OBJECTIF ÉNONCÉ 1 -
Recopiez mot pour mot les enregistrements, en partant de leur toute première ligne et en allant jusqu'à la ligne qui contient « [[0, 641, 1344, 802]] », cette dernière comprise. N'incluez pas les images dans votre réponse.

EXTRAIT -
Le Haut comité du contrôle administratif et financier (HCCAF) vient d’organiser son séminaire annuel du contrôle et d’inspection sur le thème: “le gestionnaire public: entre les exigences de l’initiative et les appréhensions de la faute commise dans la gestion”.
Objectif: valoriser la fonction de contrôle et d’inspection et en faire un levier efficace aux fins de protéger les deniers publics, veiller à leur bonne affectation, conformément aux objectifs fixés et améliorer la gestion publique.
Ce séminaire intervient en prévision de la mise au point, prochainement, d’un guide des best practices du gestionnaire public et d’une grande réforme sur le contrôle, laquelle sera fin prête d’ici fin juin 2017, selon son initiateur Kamel Ayadi, président du HCCAF.
Il a permis de débattre de deux questions majeures. La première a trait au rôle du contrôle dans la diffusion des règles de bonne gouvernance et de prévention de la corruption. La deuxième a porté sur les difficultés qui empêchent les gestionnaires publics à prendre des initiatives.
Pour y arriver, les participants ont suggéré globalement de mettre de l’ordre dans les domaines du contrôle et de l’inspection.
Harmoniser les concepts de contrôle et en unifier les interprétations
Il s’agit en premier lieu d’harmoniser les concepts de contrôle, d’en unifier les interprétations et de définir dans les lois la responsabilité de chaque fonctionnaire, particulièrement celle du gestionnaire public et du donneur d’ordre (hiérarchie supérieure). La règle étant de garantir la traçabilité de chaque décision, d’en délimiter les responsabilités.
Certains intervenants ont suggéré que les instructions soient données dorénavant par écrit et régies par des lois claires.
Dans un second lieu, l’accent a été mis sur l’impératif de fournir au gestionnaire public les garanties nécessaires conformément aux normes internationales. Ces garanties peuvent être des outils de gestion tels que les organigrammes, système d’organisation qui permettent à chaque fonctionnaire de n’assumer qu’une fonction cohérente avec des frontières sans ambiguïté et où chacun ne dépend que d’une personne.
Elles peuvent être également les normes de travail telles que la norme ISO 37001 sur le mangement anti-corruption.
C’est seulement dans un environnement organisationnel transparent que le gestionnaire public peut donner le meilleur de lui-même et veiller à la bonne gestion des biens publics, a-t-on martelé au cours de ce séminaire.
Les trois fautes de gestion
Point d’orgue de ce séminaire, le débat sur les trois fautes de gestion: la faute de gestion professionnelle, la mauvaise gestion et la faute de gestion pénale.

DONNÉES AFFICHÉES -
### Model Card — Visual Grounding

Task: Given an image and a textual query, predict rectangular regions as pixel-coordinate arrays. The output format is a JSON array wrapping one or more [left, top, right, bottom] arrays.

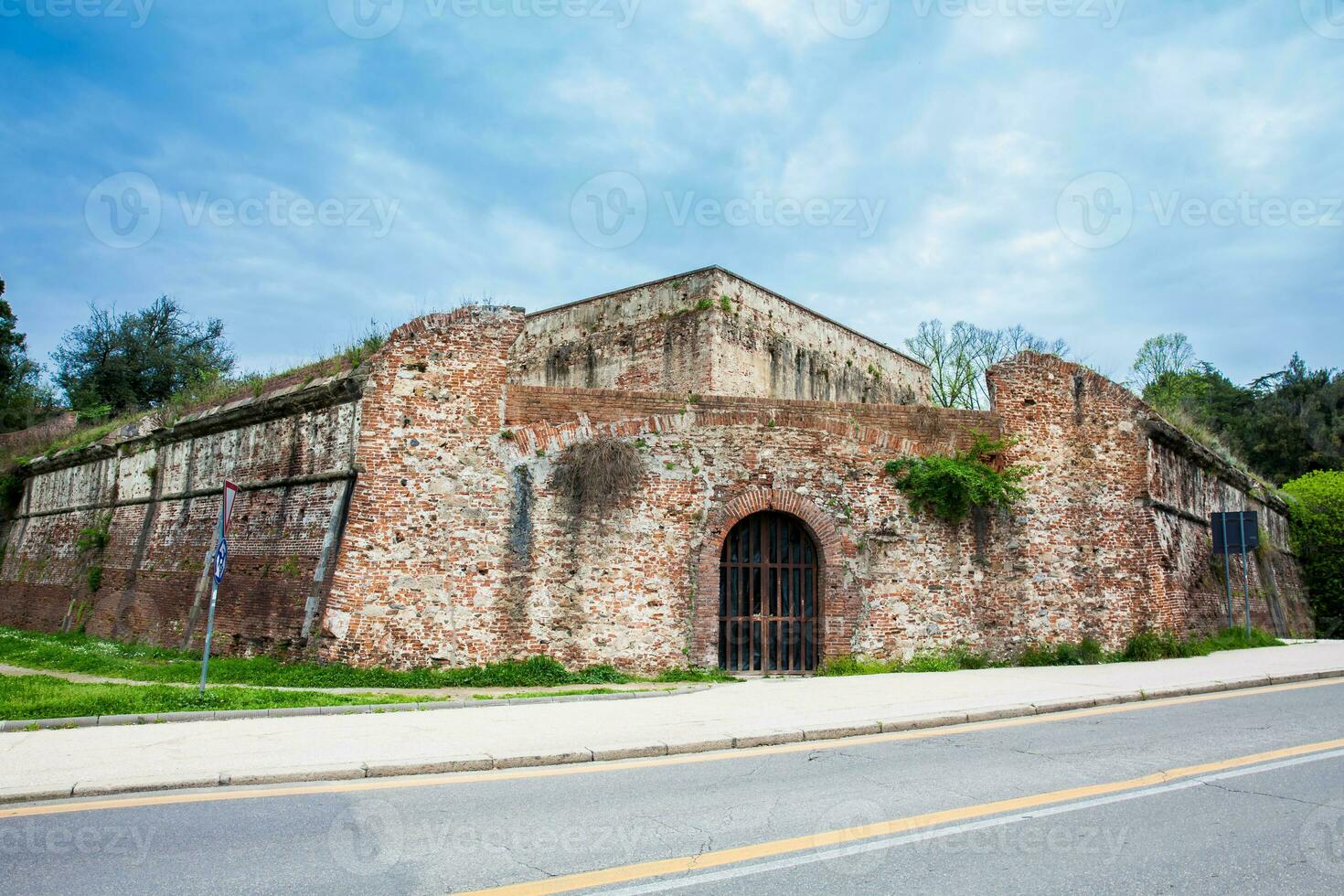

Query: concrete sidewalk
[[0, 641, 1344, 802]]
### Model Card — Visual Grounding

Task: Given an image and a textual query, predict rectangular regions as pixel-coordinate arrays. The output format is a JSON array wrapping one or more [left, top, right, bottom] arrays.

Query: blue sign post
[[200, 480, 238, 693]]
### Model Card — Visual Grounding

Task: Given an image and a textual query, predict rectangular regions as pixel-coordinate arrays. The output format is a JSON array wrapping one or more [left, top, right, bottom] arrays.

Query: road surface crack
[[1200, 781, 1336, 808]]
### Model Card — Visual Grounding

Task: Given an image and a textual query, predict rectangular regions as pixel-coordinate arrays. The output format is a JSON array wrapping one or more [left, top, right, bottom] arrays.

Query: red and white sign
[[222, 480, 238, 539]]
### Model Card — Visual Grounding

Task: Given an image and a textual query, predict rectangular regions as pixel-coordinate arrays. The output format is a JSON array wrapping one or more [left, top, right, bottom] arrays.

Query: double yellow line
[[0, 678, 1344, 819], [468, 738, 1344, 896]]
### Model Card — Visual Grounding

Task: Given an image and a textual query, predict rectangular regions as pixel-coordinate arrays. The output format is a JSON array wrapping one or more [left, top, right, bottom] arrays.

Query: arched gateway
[[719, 510, 820, 672]]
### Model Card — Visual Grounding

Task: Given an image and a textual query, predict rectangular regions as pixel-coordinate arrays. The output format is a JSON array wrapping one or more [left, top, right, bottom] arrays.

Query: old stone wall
[[511, 267, 929, 404], [0, 298, 1310, 672], [0, 373, 358, 653], [321, 307, 529, 667], [989, 352, 1310, 646], [1147, 421, 1313, 635]]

OBJECTIF ÉNONCÉ 2 -
Énumérez toutes les fautes de gestion citées dans l'extrait sur le séminaire du HCCAF.

RÉPONSE CORRECTE 1 -
### Model Card — Visual Grounding

Task: Given an image and a textual query, predict rectangular regions as pixel-coordinate arrays. The output format is a JSON array wrapping one or more [left, top, right, bottom] arrays.


Query: concrete sidewalk
[[0, 641, 1344, 802]]

RÉPONSE CORRECTE 2 -
- la faute de gestion professionnelle
- la mauvaise gestion
- la faute de gestion pénale